#### Exercise description
Find all lines in the listing that include the word "below", then copy them.

┏━━

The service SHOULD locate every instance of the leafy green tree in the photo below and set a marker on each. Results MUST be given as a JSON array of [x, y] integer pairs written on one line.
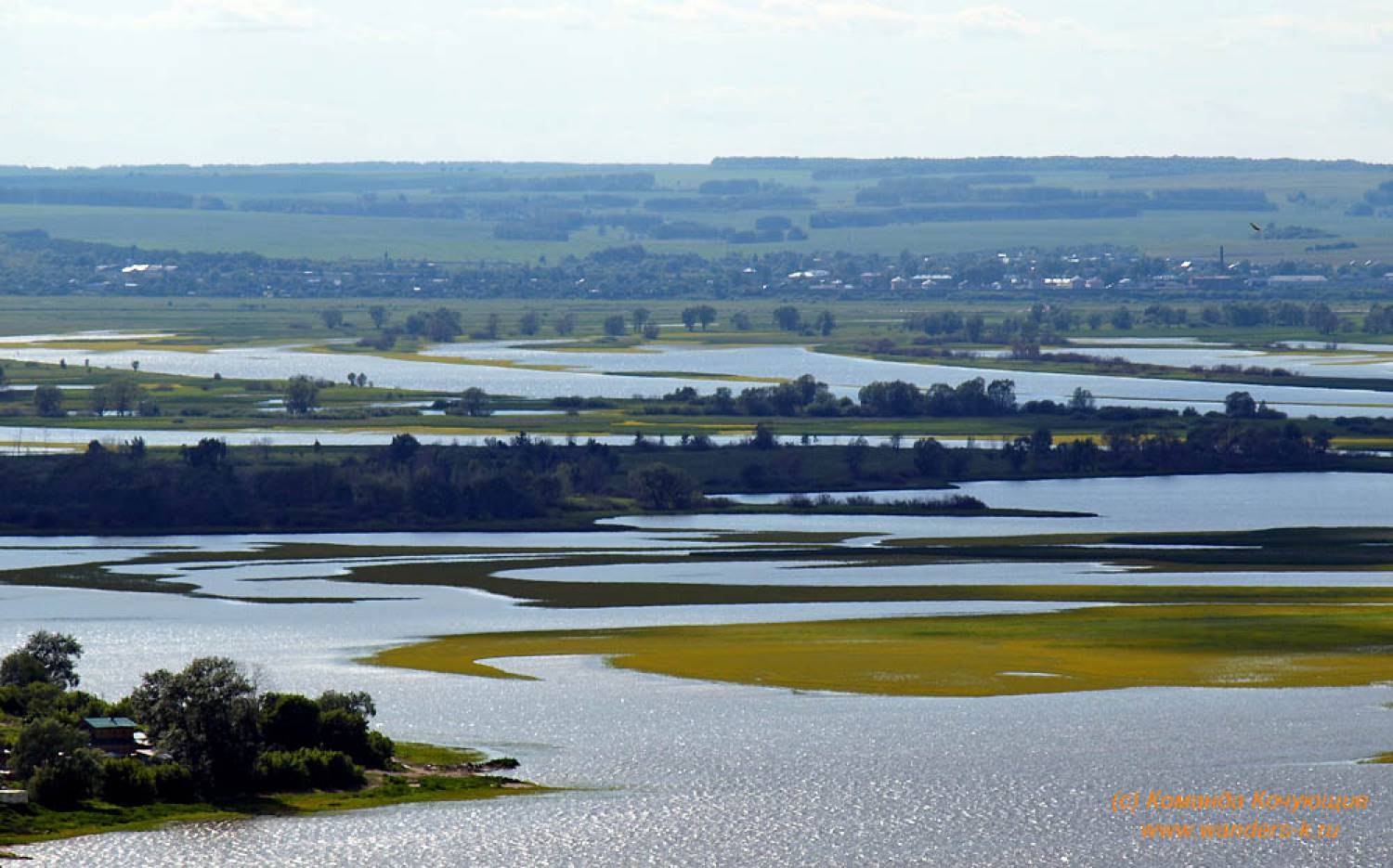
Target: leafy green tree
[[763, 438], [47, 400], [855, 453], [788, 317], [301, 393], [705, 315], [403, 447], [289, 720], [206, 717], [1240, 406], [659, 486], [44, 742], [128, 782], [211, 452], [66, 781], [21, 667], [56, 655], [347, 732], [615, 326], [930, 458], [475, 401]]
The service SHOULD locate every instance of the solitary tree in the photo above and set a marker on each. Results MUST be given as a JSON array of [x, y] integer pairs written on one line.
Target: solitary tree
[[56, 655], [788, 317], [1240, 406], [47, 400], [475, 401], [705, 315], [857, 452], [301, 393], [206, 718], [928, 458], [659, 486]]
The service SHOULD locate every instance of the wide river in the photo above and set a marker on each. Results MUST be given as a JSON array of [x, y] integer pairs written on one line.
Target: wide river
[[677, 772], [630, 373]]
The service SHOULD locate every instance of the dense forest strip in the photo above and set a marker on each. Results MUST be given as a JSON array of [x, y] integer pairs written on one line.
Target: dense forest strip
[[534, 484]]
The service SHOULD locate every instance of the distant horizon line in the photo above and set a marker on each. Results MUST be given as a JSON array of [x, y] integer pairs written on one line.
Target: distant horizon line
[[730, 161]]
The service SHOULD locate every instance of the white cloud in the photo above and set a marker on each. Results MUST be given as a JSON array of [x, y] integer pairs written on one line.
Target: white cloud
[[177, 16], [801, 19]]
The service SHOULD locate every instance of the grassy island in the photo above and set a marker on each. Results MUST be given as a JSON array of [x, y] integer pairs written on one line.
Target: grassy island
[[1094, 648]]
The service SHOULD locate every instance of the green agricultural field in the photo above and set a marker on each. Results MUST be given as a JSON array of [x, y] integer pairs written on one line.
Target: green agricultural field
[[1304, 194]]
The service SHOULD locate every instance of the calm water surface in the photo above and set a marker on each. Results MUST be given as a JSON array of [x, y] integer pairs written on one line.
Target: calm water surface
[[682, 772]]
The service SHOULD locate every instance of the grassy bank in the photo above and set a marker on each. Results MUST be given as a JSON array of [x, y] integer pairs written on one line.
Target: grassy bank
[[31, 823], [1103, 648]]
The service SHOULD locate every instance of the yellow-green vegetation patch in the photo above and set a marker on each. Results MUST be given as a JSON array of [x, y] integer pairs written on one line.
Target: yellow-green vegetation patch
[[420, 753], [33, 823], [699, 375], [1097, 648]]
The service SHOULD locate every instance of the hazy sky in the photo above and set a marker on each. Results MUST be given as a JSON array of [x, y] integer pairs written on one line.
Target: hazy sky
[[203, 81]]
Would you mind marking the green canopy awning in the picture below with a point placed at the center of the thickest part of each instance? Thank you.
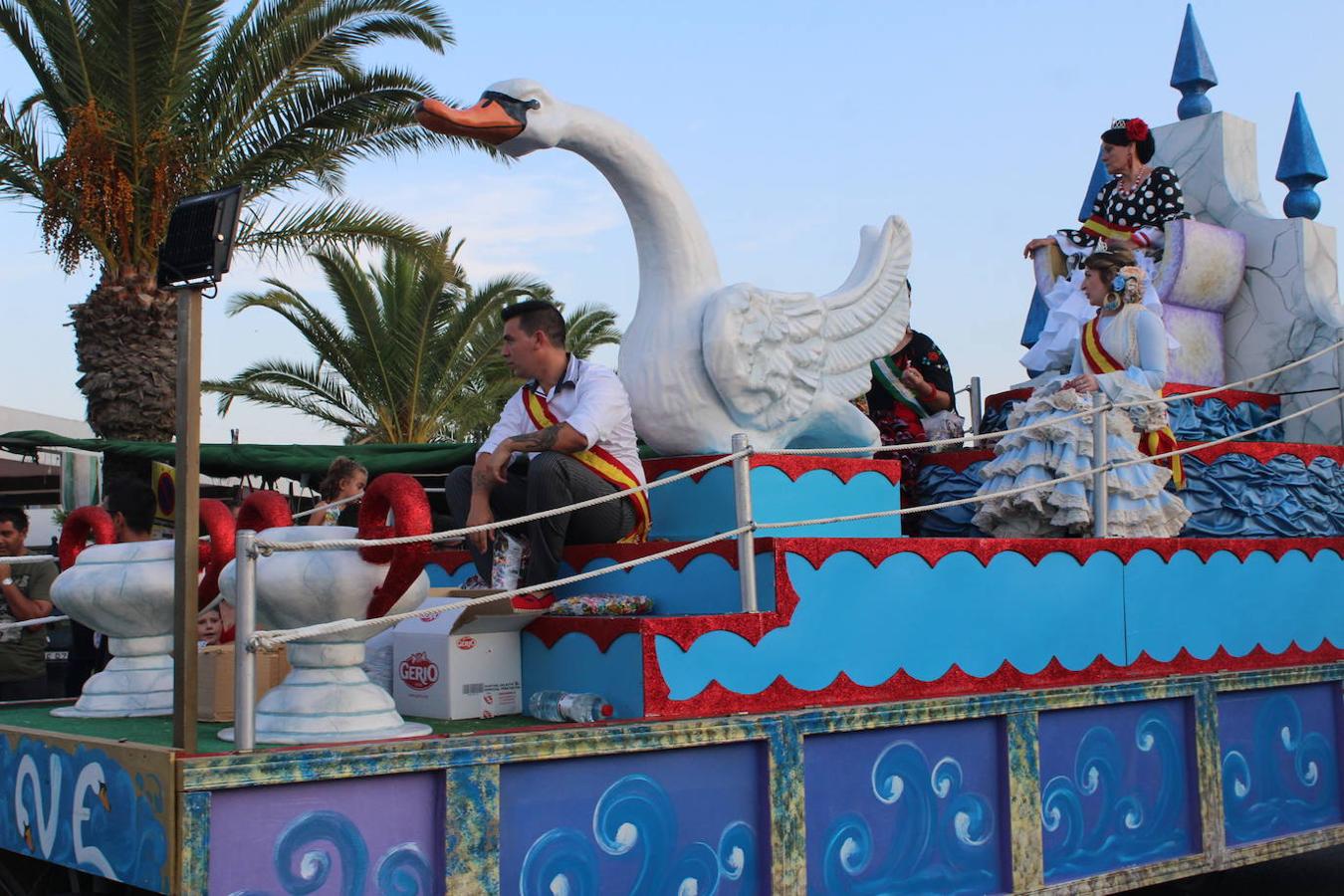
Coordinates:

┗━━

#### Written solution
The service SHOULD locate every instance of the leafy green tree in the photo below and set a marker on each. Results MUST be given as a JSON array of [x, y] integer pairs written on one line.
Would you mind marking the green canopy awning in the picture below with a point placed at the center of the thickest part of each instance? Thank you.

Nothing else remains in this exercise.